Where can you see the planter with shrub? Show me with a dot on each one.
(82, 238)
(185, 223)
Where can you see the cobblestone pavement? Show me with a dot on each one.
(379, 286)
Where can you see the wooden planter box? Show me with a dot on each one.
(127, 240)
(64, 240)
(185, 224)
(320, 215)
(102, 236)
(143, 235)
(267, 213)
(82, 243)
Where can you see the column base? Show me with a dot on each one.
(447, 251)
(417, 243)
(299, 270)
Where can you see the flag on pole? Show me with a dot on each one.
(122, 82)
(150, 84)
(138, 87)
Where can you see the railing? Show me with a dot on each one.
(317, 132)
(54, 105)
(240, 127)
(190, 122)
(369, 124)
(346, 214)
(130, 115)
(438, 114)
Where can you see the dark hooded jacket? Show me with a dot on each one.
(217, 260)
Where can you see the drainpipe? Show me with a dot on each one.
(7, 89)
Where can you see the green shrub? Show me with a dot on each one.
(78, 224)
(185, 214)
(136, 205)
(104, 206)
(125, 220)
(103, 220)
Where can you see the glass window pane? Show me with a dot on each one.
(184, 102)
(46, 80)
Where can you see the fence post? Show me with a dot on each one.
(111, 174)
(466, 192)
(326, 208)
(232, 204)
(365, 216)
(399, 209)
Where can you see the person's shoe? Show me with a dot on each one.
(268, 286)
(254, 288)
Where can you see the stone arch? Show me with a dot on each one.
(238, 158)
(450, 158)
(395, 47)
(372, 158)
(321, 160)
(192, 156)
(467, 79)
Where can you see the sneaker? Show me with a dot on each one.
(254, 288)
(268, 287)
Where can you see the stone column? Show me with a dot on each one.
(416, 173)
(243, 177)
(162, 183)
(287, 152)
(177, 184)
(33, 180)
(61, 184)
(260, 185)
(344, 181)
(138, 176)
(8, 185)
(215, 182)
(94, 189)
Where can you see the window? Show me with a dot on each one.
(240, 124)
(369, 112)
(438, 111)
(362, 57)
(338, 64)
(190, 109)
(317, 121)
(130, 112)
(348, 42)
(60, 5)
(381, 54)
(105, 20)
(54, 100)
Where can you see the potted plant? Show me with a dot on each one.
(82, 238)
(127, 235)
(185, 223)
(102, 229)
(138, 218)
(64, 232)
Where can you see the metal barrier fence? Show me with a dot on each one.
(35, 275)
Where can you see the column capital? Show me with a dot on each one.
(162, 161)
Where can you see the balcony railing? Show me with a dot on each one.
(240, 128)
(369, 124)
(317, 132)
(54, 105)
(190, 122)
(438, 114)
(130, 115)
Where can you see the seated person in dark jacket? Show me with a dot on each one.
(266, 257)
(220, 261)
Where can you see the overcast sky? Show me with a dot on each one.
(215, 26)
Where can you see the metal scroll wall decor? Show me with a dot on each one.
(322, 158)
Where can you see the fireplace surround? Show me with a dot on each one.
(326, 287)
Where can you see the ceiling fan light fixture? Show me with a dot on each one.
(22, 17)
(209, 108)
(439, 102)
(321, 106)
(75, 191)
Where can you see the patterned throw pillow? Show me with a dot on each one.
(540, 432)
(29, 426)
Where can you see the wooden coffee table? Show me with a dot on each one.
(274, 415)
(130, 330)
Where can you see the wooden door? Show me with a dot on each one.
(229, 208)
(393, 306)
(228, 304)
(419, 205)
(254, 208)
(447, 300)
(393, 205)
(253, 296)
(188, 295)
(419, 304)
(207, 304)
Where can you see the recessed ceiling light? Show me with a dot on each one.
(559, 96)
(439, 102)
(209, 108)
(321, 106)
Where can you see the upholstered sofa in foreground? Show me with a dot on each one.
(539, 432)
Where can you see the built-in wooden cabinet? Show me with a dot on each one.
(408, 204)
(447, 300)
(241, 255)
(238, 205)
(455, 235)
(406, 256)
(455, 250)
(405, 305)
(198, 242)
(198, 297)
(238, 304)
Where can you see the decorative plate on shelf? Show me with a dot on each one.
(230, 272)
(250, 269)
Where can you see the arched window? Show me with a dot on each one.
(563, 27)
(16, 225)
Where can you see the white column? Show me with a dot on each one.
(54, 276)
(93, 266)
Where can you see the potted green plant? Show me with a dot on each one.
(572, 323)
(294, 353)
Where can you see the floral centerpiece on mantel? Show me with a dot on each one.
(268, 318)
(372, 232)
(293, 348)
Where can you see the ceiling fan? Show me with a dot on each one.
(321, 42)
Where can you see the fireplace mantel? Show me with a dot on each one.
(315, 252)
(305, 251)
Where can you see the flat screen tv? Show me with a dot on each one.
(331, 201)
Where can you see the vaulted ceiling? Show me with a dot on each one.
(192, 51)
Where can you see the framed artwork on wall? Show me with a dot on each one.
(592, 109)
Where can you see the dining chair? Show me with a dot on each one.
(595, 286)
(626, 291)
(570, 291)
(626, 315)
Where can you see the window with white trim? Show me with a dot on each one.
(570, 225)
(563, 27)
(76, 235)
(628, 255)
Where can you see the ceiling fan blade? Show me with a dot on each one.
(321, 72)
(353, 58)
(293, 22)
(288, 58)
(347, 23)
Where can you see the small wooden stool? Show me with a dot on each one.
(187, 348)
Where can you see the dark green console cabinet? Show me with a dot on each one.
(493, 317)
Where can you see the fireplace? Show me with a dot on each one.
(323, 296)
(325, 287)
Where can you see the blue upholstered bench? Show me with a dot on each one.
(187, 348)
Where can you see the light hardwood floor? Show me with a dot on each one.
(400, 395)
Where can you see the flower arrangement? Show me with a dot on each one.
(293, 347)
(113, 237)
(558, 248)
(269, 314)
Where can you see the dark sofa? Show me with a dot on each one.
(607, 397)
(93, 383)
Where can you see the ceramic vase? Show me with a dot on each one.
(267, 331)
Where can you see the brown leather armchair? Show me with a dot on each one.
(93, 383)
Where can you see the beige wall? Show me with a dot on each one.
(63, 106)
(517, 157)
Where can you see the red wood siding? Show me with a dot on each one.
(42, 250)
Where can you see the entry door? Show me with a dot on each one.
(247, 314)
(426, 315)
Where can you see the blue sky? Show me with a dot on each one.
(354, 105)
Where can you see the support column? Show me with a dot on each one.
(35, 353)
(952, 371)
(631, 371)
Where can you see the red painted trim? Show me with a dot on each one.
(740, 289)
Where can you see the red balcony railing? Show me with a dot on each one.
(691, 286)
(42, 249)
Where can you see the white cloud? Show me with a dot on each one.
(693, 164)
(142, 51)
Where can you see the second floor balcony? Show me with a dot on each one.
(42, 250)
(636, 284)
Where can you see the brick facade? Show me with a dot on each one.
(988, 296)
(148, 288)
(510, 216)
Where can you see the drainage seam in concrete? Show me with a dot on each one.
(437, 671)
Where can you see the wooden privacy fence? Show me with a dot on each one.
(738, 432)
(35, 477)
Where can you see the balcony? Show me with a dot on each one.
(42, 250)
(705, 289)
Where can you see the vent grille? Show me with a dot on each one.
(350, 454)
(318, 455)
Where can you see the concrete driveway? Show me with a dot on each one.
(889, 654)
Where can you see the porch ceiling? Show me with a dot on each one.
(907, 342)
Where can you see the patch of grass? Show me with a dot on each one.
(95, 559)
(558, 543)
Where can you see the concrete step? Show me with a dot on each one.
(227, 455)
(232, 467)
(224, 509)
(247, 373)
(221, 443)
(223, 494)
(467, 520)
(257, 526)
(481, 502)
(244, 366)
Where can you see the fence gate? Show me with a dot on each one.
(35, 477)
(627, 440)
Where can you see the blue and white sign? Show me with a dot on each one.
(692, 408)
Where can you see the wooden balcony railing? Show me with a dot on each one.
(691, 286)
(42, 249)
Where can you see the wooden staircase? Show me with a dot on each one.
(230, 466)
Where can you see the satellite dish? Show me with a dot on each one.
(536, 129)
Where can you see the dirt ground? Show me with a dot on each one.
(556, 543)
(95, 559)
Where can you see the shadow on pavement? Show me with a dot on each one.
══════════
Rewrite the lines of the listing as a numbered list, starting at the line containing "Where can you see the concrete step?" and ending at the final line of the listing, with blank lines omitted.

■ EXERCISE SOLUTION ■
1. Where can you see the concrete step? Show me with a dot on each one.
2. (227, 455)
3. (232, 467)
4. (224, 509)
5. (247, 373)
6. (221, 443)
7. (223, 494)
8. (467, 520)
9. (257, 526)
10. (481, 502)
11. (244, 366)
12. Where can you see the fence gate? Show me with a dot on each one.
13. (35, 477)
14. (627, 440)
15. Where can you see the blue and white sign? Show me with a dot on each one.
16. (692, 408)
17. Where can you see the wooden balcony railing? Show me with a dot on each one.
18. (691, 286)
19. (42, 249)
20. Where can you see the wooden staircase? Show me with a dot on each one.
21. (230, 466)
22. Where can you see the satellite dish? Show me with a dot on each one.
23. (536, 129)
24. Where can you see the dirt ground? Show me with a dot on each one.
25. (556, 543)
26. (95, 559)
27. Where can you see the shadow on pavement? Show me with a dot on each one.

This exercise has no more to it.